▶ **Exercise directions**
Copy the entries from the very first line through the line holding "[(46, 162), (295, 157)]", inclusive, replacing each "moose" with "elk" and keeping everything else the same.
----- Listed entries
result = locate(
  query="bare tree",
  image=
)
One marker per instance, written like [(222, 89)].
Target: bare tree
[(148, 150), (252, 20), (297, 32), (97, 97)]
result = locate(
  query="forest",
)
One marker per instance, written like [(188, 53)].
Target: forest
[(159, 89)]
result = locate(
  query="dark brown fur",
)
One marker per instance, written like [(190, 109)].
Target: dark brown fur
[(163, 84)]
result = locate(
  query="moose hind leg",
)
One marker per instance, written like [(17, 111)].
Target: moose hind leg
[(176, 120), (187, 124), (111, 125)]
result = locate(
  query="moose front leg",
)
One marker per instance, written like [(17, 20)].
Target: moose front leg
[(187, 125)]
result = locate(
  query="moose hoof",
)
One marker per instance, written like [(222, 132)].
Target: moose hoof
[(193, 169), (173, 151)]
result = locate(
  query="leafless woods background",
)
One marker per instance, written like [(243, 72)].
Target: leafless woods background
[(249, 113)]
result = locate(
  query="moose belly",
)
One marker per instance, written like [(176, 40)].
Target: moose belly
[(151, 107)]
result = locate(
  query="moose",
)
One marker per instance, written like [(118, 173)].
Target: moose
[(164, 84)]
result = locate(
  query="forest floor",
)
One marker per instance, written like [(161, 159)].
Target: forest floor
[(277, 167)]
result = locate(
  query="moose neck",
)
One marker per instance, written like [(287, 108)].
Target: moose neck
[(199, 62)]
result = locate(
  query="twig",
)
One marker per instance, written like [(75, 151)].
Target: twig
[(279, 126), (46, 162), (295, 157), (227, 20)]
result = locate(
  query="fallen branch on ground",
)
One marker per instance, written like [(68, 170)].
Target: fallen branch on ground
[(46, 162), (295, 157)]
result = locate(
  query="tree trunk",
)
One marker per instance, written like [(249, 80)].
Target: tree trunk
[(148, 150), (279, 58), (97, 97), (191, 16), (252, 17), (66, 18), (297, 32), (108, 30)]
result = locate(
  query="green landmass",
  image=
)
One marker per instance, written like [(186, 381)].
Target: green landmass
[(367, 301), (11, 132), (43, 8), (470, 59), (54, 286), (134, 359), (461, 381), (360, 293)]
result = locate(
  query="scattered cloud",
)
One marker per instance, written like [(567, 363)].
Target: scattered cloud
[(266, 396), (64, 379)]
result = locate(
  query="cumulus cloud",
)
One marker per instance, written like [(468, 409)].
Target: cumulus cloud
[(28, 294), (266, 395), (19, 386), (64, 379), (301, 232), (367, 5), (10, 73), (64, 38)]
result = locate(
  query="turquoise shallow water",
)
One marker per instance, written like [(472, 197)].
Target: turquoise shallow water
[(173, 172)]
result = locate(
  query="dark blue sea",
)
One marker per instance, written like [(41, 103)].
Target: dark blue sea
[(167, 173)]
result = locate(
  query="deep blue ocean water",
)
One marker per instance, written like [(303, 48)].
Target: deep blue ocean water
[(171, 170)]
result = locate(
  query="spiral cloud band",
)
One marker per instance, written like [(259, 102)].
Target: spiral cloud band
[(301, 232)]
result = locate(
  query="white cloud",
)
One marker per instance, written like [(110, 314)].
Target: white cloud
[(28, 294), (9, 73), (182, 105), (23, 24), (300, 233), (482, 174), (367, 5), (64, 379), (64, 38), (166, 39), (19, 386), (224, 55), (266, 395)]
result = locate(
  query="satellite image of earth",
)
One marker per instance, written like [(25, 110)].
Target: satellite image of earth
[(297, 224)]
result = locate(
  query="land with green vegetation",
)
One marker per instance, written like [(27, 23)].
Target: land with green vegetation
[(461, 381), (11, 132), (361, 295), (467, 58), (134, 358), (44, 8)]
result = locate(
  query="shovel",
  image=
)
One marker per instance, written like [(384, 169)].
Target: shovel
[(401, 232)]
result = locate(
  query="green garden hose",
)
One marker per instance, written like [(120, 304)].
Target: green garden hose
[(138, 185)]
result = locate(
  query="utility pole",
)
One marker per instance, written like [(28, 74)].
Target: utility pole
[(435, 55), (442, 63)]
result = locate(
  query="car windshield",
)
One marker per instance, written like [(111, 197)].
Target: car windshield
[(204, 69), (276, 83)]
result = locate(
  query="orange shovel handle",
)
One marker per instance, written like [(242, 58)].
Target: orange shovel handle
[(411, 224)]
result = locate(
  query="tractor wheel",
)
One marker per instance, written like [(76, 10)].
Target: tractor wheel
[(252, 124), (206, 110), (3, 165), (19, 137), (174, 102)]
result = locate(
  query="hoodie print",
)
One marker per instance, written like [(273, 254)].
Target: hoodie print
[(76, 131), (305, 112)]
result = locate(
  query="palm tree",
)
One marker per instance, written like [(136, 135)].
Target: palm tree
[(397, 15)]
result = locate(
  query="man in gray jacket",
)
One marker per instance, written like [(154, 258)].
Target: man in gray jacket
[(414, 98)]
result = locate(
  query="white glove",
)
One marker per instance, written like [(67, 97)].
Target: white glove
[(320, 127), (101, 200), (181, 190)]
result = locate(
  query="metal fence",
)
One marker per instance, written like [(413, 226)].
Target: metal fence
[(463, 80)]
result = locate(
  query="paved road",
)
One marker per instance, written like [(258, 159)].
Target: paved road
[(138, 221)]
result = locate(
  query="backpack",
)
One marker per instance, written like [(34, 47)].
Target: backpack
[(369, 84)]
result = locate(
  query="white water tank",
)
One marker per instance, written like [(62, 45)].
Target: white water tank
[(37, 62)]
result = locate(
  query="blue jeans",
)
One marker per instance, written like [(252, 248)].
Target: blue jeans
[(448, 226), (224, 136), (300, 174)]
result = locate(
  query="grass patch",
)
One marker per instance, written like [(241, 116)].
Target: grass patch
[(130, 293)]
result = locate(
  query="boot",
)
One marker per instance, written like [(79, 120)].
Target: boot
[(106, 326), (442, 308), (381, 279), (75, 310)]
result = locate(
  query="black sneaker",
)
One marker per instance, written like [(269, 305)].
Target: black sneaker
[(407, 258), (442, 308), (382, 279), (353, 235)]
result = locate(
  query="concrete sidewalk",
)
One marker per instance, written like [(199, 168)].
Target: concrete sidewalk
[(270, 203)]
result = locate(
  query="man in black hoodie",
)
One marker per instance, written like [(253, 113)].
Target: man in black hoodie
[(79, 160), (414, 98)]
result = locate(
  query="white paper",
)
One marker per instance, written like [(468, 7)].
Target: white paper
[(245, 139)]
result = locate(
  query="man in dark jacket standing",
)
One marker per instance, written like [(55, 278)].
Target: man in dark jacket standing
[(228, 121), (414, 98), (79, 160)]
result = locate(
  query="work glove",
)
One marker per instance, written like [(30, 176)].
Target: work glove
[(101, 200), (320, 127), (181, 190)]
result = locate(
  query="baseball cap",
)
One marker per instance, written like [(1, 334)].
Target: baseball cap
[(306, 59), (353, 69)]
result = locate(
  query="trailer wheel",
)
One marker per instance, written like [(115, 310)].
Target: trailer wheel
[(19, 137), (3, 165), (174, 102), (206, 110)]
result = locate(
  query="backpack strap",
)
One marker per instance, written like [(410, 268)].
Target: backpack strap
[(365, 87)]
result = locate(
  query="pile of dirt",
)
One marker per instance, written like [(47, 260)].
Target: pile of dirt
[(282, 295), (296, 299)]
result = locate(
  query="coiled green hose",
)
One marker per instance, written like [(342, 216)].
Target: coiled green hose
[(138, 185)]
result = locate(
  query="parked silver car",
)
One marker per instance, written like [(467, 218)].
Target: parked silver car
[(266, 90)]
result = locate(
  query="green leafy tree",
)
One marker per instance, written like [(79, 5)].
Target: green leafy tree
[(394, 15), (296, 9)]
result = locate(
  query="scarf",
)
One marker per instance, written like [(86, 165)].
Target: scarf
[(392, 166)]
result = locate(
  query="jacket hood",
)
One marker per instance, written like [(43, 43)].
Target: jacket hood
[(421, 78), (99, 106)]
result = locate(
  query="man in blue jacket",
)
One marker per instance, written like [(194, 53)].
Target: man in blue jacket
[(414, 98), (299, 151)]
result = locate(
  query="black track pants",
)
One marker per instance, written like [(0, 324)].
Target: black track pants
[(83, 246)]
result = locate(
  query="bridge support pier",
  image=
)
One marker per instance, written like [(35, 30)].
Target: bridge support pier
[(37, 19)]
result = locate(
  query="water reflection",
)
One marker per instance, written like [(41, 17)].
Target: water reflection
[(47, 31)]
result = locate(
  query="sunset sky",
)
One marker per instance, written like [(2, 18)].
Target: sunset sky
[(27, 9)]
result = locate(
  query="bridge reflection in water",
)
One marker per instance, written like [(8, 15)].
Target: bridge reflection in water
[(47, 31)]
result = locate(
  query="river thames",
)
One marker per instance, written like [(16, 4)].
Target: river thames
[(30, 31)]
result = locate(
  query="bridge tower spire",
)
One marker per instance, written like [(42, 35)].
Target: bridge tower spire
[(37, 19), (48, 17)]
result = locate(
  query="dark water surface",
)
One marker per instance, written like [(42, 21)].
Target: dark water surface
----------
▶ **Exercise solution**
result = locate(
  query="bare tree",
  image=
)
One marker per instance, written like [(222, 89)].
Target: bare tree
[(148, 150), (252, 20), (297, 32), (97, 97)]
result = locate(
  query="forest",
)
One marker per instance, written like [(188, 53)].
Target: forest
[(159, 89)]
result = locate(
  query="dark brown fur",
)
One marker per instance, written like [(190, 109)].
Target: dark brown fur
[(163, 84)]
result = locate(
  query="elk hind leg",
)
One marker per instance, written like [(17, 111)].
Target: elk hind leg
[(176, 120), (187, 124), (111, 125)]
result = locate(
  query="elk front leg",
)
One marker per instance, written like [(17, 20)].
Target: elk front leg
[(187, 125)]
result = locate(
  query="elk hoof",
)
One marker per instance, written like [(222, 132)].
Target: elk hoof
[(193, 169), (173, 151)]
result = locate(
  query="leafless woods background",
)
One marker per instance, written like [(243, 72)].
Target: leafless woods background
[(249, 113)]
result = locate(
  query="elk belly",
)
One marker per instance, written like [(176, 40)].
Target: elk belly
[(151, 107)]
result = locate(
  query="elk",
)
One marker per instance, written like [(118, 173)].
Target: elk
[(164, 84)]
result = locate(
  query="forest floor",
)
One marker per instance, written like [(161, 159)].
Target: forest floor
[(277, 167)]
result = locate(
  query="elk neck",
)
One marker per instance, written like [(287, 108)].
Target: elk neck
[(199, 62)]
result = locate(
  query="twig",
)
One marker per instance, written like [(75, 151)].
Target: twig
[(279, 126), (46, 162), (295, 157), (227, 20)]
result = locate(
  query="fallen branch on ground",
)
One marker per instance, written like [(68, 170)].
Target: fallen branch on ground
[(46, 162), (295, 157)]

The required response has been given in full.